THE EXERCISE: Copy the lines below word for word, starting at the line containing "Where is each instance of the white high-rise" and ending at the line containing "point(58, 83)", both included.

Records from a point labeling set
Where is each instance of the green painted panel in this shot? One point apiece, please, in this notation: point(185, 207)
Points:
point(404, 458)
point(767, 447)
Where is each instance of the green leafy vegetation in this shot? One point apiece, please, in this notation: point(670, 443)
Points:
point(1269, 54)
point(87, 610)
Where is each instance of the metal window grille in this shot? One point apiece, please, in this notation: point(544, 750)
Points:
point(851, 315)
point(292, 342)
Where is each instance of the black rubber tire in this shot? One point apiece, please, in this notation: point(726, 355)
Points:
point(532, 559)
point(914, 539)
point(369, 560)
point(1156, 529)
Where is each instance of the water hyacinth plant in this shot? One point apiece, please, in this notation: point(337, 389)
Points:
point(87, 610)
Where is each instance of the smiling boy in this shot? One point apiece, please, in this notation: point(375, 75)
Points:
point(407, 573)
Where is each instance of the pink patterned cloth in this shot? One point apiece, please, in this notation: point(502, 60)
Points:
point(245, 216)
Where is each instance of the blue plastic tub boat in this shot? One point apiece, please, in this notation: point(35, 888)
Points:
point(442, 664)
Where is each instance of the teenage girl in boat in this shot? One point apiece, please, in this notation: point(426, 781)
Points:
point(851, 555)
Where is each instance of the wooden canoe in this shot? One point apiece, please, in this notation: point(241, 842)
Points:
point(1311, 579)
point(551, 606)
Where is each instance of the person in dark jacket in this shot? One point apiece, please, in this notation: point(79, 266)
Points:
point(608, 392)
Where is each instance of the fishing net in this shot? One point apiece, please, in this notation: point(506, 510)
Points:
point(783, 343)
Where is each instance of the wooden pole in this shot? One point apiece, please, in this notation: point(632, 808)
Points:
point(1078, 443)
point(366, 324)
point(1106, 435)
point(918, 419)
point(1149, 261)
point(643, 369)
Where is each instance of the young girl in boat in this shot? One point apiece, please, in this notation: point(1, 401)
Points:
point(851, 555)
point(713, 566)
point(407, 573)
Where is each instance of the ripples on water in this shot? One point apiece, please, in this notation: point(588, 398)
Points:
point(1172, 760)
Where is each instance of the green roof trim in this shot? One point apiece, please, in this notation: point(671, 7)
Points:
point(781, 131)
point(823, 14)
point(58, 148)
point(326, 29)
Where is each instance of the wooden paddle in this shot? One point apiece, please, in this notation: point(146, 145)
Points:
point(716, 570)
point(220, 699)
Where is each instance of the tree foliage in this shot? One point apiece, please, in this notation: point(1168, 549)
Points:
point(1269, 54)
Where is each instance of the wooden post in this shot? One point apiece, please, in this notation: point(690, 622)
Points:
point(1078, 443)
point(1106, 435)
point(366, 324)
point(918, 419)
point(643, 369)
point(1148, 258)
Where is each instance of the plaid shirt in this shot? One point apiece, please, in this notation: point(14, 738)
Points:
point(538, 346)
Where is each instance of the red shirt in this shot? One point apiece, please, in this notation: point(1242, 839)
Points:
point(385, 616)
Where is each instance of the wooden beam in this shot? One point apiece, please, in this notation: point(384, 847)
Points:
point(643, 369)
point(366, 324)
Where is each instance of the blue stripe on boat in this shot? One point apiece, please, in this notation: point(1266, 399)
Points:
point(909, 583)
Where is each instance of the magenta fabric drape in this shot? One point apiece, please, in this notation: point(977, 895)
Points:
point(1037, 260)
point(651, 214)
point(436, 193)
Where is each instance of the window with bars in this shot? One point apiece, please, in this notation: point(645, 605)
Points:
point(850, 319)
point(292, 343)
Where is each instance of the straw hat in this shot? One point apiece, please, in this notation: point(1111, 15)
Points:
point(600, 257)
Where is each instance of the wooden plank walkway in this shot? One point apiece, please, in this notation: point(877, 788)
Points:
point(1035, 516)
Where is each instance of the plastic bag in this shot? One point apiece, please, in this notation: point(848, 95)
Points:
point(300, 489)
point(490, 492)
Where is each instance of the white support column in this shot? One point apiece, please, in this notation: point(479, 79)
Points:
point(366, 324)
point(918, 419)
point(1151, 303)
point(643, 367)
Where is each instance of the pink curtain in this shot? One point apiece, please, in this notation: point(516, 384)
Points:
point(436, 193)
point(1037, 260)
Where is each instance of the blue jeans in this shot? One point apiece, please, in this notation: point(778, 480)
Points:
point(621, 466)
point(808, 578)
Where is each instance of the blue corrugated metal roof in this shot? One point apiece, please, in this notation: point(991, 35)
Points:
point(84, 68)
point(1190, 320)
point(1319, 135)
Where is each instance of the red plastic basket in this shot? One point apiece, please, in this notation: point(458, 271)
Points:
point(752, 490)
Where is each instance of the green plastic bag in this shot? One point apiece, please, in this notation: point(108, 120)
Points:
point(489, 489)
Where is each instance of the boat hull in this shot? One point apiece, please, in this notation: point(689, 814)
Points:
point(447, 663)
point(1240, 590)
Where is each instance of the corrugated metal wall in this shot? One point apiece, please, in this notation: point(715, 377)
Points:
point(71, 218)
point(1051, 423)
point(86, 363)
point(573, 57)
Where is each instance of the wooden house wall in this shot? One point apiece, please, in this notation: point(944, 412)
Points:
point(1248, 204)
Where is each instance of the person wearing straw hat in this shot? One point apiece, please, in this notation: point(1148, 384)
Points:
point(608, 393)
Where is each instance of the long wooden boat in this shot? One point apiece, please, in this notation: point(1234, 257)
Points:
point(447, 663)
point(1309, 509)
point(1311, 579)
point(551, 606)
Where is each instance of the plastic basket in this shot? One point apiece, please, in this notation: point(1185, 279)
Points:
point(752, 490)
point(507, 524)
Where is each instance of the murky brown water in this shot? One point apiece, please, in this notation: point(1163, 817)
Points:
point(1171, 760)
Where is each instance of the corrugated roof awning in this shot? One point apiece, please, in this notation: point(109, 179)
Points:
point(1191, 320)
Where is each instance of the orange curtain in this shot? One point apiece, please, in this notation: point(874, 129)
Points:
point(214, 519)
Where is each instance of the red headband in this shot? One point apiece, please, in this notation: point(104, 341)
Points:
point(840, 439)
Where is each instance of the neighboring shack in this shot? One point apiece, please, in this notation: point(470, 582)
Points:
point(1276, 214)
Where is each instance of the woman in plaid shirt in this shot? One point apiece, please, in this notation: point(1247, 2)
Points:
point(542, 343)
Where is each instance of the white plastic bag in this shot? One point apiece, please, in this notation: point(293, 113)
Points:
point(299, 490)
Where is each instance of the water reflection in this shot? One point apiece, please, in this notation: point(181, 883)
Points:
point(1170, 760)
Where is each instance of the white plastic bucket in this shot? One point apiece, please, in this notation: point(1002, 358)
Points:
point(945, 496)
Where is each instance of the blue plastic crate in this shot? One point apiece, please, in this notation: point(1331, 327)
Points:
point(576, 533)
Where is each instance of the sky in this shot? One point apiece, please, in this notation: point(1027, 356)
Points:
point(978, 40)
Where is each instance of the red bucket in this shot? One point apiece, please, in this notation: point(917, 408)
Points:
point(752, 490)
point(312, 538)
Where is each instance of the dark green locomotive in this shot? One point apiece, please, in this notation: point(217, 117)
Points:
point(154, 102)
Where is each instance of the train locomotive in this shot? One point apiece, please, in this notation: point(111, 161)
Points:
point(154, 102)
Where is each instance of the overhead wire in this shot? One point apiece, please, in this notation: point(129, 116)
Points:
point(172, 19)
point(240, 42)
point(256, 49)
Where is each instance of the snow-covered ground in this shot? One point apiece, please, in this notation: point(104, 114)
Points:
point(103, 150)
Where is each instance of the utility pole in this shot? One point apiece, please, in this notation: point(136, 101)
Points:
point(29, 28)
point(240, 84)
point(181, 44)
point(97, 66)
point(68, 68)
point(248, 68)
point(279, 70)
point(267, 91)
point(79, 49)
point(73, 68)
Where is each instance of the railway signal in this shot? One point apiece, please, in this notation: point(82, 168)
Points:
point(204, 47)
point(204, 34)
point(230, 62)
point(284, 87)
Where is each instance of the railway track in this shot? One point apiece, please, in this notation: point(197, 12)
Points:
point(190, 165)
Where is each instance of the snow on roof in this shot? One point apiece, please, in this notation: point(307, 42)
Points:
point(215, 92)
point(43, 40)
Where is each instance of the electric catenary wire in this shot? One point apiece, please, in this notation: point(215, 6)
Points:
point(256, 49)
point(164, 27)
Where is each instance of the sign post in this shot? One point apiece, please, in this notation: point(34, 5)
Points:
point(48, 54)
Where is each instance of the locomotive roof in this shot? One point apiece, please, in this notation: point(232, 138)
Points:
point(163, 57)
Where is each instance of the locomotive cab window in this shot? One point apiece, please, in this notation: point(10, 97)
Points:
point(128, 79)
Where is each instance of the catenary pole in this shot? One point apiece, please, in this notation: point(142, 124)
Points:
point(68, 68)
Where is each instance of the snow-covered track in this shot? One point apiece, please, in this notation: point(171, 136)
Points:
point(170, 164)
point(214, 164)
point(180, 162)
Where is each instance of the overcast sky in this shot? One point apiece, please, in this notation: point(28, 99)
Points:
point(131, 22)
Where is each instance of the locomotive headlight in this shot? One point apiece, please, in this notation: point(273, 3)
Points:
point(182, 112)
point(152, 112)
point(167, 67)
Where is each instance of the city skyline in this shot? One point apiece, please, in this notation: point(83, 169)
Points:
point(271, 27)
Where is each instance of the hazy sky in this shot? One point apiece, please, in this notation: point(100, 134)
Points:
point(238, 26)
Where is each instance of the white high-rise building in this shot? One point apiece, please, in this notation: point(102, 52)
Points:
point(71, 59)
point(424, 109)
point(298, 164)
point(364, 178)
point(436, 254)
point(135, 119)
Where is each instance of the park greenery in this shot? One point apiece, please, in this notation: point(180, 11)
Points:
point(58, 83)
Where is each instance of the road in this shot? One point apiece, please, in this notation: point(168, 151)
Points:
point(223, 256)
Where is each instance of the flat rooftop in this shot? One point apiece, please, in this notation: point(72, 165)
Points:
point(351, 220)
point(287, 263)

THE OUTPUT:
Where is each instance of the white high-rise building in this shot? One point apiece, please, in this notation: point(102, 52)
Points:
point(71, 59)
point(424, 109)
point(298, 164)
point(364, 178)
point(436, 254)
point(135, 119)
Where is each instance of the park greenery in this shot? One point apiece, please, in this notation: point(180, 11)
Points:
point(58, 83)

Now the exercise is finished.